Please quote the heparin-induced thrombocytopenia text below from "In cardiac surgery" up to and including "the initial thrombocytopenia.".

> **Document text**:
== == ==

There have been many reviews of heparin-induced thrombocytopenia (HIT) in the last few years. The latest is Heparin Induced Thrombocytopenia in Intensive Care Patients published in Critical Care Medicine, the full text of which was posted in Medscape May 4. This is one of the more comprehensive reviews I’ve seen, and features several new points of interest.
In cardiac surgery patients a fall in the platelet count is expected in the first four postoperative days and is unlikely to be HIT, whereas HIT is much more likely the cause of thrombocytopenia on days 5-14, often manifested as a second fall during recovery from the initial thrombocytopenia.
Unusual presentations are highlighted (thrombosis before overt thrombocytopenia, systemic inflammatory reactions moments following heparin exposure in patients with pre-existing antibodies, adrenal crisis due to adrenal hemorrhage).
Disseminated intravascular coagulation has been reported in 10-20% of cases of HIT, potentially confounding both the diagnosis of HIT and the laboratory monitoring of patients treated with alternative anticoagulants.

== == ==

> **Information given**:
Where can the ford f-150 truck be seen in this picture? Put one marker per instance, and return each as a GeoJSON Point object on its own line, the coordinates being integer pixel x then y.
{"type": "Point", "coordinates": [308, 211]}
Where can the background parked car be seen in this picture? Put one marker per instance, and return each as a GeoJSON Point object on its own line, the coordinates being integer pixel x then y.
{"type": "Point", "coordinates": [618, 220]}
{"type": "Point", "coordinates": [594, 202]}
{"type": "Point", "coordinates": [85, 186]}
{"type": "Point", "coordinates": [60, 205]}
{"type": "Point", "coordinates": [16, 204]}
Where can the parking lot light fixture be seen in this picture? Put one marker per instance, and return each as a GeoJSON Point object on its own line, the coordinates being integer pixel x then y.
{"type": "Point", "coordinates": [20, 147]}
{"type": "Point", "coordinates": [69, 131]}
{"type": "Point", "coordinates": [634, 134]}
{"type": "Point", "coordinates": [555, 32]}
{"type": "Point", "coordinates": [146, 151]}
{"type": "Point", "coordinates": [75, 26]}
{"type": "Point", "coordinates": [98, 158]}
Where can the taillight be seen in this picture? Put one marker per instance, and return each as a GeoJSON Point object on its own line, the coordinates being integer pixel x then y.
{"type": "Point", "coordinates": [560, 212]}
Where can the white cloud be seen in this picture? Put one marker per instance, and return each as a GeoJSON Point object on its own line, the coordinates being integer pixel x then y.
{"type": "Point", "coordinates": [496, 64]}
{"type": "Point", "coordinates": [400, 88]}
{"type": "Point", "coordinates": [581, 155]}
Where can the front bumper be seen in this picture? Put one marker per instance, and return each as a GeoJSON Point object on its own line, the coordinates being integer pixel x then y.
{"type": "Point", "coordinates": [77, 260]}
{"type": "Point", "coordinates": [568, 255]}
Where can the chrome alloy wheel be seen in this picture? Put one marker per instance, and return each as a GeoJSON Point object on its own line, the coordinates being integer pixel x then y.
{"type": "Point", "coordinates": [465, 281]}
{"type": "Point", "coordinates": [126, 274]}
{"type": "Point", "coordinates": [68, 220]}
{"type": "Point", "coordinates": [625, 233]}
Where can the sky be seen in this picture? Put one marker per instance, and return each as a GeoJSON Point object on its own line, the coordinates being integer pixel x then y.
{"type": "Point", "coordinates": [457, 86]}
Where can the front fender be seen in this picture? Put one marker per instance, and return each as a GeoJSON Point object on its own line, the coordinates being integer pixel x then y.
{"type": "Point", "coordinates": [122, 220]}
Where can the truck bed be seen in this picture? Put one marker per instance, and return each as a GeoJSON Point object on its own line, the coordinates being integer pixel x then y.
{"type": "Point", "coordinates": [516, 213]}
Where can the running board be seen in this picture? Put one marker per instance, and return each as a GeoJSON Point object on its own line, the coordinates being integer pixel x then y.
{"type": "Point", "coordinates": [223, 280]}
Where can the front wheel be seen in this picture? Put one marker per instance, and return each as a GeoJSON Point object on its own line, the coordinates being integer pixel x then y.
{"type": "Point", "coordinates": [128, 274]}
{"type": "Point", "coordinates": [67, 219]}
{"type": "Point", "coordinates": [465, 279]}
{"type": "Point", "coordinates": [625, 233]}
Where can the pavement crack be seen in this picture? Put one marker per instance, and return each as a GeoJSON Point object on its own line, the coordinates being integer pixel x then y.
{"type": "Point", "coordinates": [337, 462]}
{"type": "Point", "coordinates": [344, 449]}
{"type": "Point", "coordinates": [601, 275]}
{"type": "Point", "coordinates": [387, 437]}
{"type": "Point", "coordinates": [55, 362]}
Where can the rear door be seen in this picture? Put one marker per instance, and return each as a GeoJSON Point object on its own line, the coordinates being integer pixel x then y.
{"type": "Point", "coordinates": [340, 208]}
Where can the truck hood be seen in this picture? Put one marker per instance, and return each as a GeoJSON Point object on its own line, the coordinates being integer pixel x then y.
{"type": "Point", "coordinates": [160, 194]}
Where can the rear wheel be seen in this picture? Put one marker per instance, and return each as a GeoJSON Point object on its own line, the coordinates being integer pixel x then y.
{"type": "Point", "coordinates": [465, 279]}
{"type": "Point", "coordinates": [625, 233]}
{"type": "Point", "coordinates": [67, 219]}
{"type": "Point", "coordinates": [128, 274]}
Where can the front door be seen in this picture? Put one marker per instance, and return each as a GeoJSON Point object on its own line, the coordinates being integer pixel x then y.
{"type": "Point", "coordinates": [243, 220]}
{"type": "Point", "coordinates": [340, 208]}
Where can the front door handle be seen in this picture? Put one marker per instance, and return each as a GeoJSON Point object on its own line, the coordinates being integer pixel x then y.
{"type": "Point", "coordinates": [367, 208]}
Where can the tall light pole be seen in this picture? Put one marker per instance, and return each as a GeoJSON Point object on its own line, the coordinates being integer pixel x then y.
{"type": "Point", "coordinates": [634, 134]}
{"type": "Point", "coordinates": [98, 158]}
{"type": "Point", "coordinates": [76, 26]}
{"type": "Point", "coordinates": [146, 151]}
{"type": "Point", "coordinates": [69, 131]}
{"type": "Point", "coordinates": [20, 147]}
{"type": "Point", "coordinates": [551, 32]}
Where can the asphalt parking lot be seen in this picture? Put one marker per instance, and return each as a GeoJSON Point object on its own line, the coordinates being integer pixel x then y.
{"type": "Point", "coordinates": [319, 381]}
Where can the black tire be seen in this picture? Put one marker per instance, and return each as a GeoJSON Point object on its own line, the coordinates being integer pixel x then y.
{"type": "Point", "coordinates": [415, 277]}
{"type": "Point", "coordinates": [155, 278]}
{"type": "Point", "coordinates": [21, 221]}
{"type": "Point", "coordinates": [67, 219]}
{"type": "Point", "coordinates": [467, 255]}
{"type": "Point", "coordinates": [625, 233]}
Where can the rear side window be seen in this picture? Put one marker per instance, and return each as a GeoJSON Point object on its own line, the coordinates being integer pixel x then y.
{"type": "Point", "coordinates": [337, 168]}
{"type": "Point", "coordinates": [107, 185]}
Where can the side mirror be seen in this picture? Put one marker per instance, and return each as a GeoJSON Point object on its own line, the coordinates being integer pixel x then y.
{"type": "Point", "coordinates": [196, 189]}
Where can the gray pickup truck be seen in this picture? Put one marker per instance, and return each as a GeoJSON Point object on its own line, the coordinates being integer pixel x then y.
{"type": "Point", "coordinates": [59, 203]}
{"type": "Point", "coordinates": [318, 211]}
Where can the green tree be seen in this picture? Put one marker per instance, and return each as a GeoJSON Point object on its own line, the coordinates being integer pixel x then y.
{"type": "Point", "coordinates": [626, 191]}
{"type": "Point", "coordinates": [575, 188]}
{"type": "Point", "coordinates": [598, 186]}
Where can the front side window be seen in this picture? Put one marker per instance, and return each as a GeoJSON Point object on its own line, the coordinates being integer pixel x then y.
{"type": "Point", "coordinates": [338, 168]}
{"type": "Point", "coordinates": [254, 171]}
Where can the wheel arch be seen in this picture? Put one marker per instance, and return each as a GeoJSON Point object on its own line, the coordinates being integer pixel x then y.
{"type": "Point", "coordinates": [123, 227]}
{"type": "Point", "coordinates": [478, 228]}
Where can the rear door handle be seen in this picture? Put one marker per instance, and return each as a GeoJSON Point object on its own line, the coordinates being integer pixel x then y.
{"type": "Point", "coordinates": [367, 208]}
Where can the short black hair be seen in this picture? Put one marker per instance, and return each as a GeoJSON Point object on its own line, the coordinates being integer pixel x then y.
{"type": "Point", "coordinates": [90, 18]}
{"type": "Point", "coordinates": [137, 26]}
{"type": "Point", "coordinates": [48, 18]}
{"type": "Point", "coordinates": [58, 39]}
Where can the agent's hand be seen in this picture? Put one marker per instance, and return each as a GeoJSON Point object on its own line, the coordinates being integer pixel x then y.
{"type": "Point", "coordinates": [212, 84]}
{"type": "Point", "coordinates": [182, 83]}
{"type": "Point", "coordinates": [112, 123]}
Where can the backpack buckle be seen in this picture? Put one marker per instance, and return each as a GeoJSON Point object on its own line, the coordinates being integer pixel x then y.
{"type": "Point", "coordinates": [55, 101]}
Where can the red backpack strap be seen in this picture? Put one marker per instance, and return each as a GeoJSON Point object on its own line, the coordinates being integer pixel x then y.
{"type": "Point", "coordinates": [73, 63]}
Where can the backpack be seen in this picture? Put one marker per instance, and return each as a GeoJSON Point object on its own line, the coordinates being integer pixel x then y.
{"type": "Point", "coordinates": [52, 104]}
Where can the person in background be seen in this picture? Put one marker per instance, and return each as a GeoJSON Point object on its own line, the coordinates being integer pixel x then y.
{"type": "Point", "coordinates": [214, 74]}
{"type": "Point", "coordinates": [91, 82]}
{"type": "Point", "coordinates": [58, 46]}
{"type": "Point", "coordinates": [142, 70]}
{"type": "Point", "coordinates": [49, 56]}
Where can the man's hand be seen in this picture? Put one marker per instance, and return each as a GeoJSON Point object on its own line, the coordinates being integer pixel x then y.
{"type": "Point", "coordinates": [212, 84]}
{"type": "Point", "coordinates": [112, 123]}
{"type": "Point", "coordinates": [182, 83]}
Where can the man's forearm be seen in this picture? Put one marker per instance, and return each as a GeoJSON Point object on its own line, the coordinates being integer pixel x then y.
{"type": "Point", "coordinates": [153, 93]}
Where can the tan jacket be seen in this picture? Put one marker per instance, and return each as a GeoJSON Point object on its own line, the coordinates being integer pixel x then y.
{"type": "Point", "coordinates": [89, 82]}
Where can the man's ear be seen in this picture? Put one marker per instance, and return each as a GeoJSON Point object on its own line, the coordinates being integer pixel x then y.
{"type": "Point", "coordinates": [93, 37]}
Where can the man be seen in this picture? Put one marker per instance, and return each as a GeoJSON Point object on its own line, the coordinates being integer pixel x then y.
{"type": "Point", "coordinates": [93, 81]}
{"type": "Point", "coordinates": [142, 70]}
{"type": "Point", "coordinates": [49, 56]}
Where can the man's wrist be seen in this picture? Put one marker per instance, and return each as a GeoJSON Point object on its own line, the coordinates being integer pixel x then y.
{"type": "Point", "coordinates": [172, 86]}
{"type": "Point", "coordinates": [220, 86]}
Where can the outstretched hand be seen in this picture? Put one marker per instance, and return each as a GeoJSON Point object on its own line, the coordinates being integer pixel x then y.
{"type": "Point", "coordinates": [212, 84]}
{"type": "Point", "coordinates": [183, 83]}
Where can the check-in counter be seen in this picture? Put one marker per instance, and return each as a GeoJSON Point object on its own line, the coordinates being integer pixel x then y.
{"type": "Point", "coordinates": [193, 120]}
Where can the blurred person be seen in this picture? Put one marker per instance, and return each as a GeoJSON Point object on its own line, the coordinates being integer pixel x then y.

== == ==

> **Answer for this exercise**:
In cardiac surgery patients a fall in the platelet count is expected in the first four postoperative days and is unlikely to be HIT, whereas HIT is much more likely the cause of thrombocytopenia on days 5-14, often manifested as a second fall during recovery from the initial thrombocytopenia.